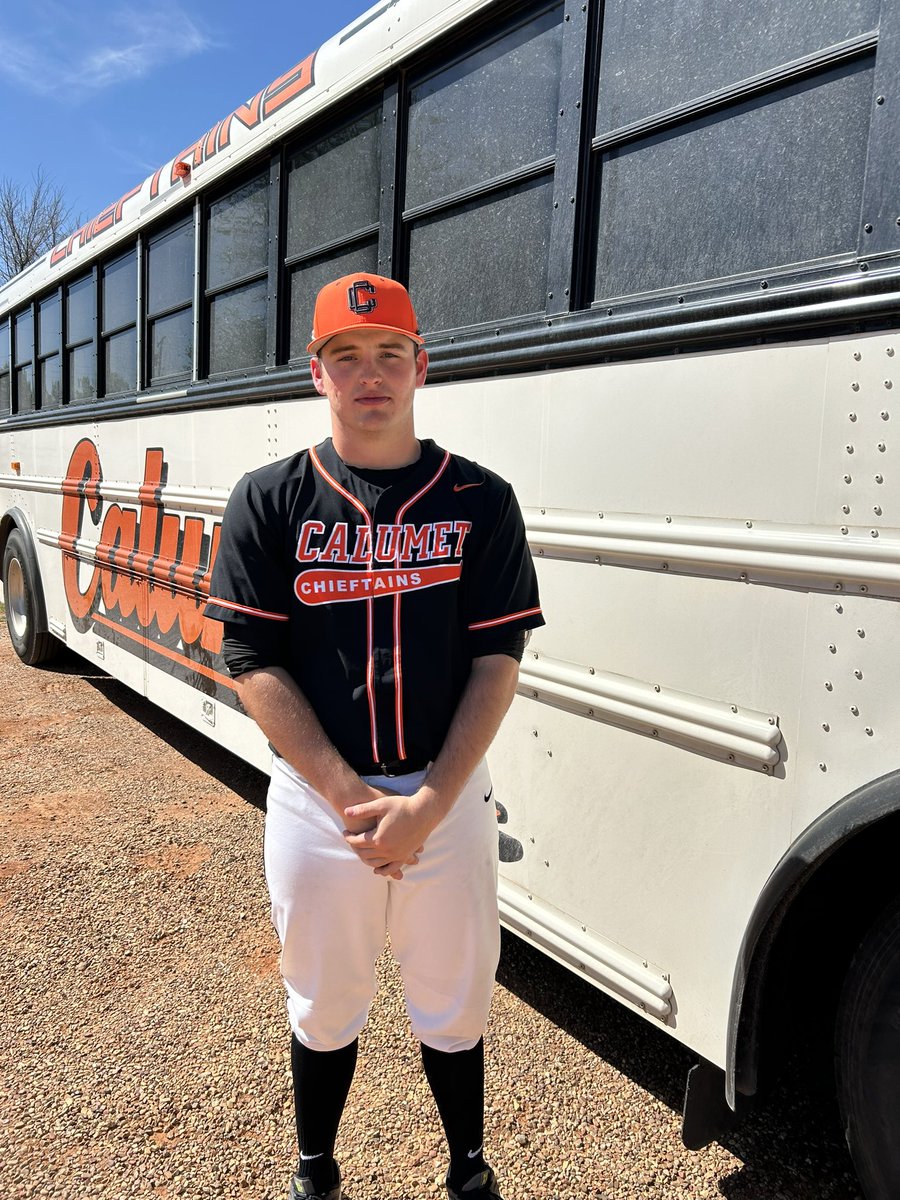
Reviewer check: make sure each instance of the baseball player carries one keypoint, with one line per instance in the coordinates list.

****

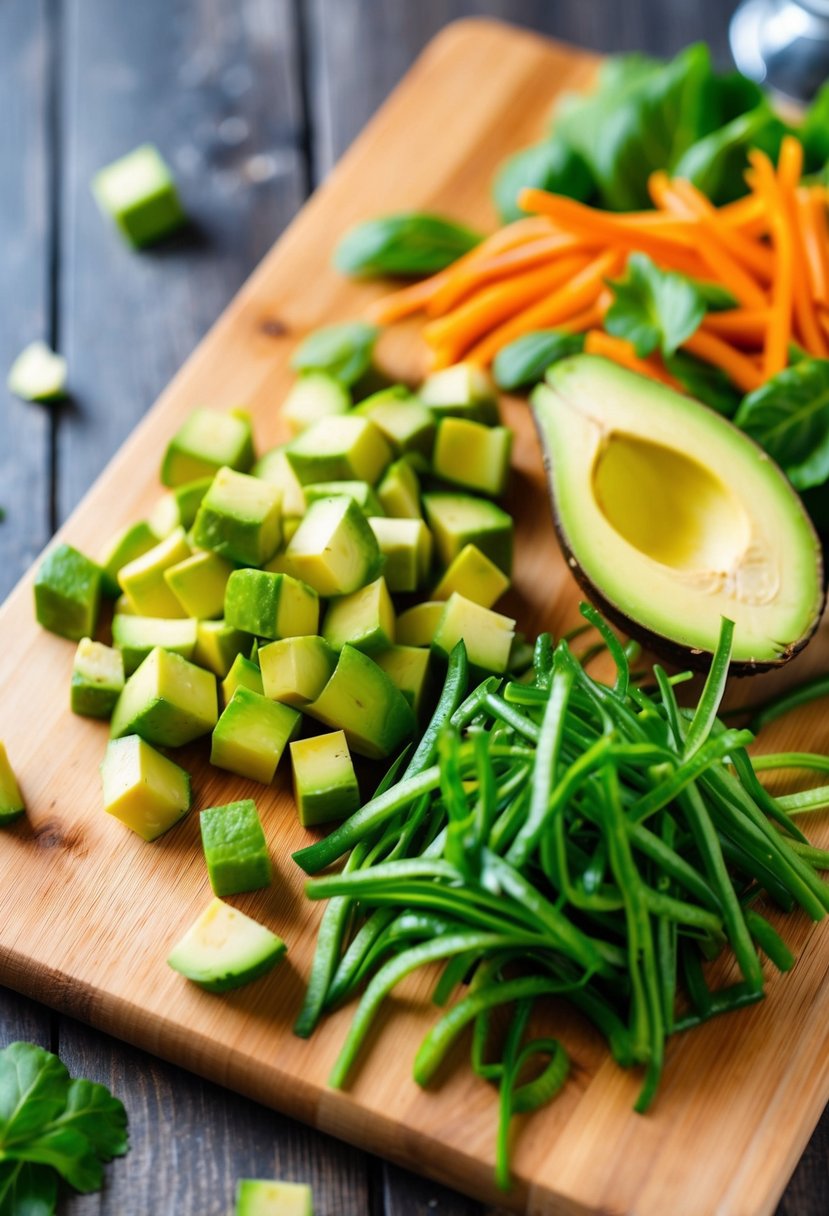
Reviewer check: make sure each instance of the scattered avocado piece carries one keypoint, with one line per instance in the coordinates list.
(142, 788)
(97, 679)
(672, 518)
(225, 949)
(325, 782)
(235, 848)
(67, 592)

****

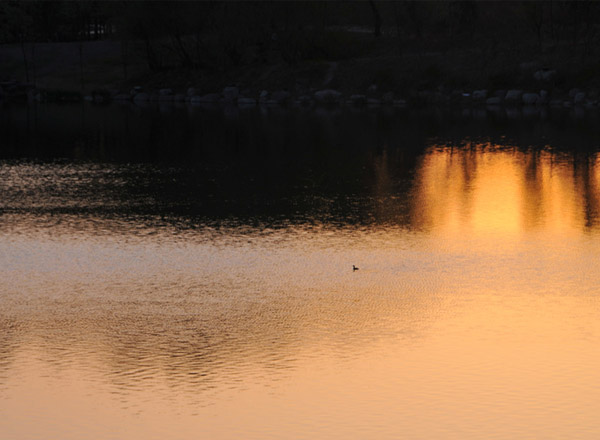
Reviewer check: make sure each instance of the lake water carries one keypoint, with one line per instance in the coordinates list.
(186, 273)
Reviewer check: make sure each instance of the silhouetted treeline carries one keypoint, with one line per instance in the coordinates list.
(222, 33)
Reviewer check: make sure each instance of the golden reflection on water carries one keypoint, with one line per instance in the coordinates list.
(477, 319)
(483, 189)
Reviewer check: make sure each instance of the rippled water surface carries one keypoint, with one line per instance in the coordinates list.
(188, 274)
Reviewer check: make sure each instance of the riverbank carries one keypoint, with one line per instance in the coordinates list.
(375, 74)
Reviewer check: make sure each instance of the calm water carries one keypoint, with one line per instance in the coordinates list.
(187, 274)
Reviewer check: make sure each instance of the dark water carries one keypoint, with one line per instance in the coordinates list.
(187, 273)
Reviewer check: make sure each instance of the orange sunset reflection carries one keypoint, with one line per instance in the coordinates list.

****

Task instructions: In the entries above, please find the line with "Reviewer check: make sure each instance of the silhouetted" and the line with "Reviewer check: make sure each instance of the orange", then write out exactly those two lines and every line between them, and nothing more.

Response box:
Reviewer check: make sure each instance of the silhouetted treeline carries one keypoint, with one line per instance in the coordinates list.
(222, 33)
Reviewer check: make sure each instance of the golden reflection on water carries one keypoint, with one line per instance in the coordinates list.
(477, 319)
(483, 189)
Reviewer check: make sure each instance of the rippled water surface carries one keypoint, with one line per instance in the coordinates list.
(188, 274)
Reviewer check: make sure each instance of the riverbank carries one keypoint, with one line per instance in the coordinates list.
(375, 74)
Reviewer check: make sure each instance of the calm water carries one keypoint, with one line per instance in the coordinates list.
(187, 274)
Reviewer check: make sure each instance of the dark water carries one keypoint, with one line per instance in the coordinates list.
(187, 273)
Reviewer check: make sure each instance of the orange sunset reflection carries one keypoint, with one line per instance in the coordinates list.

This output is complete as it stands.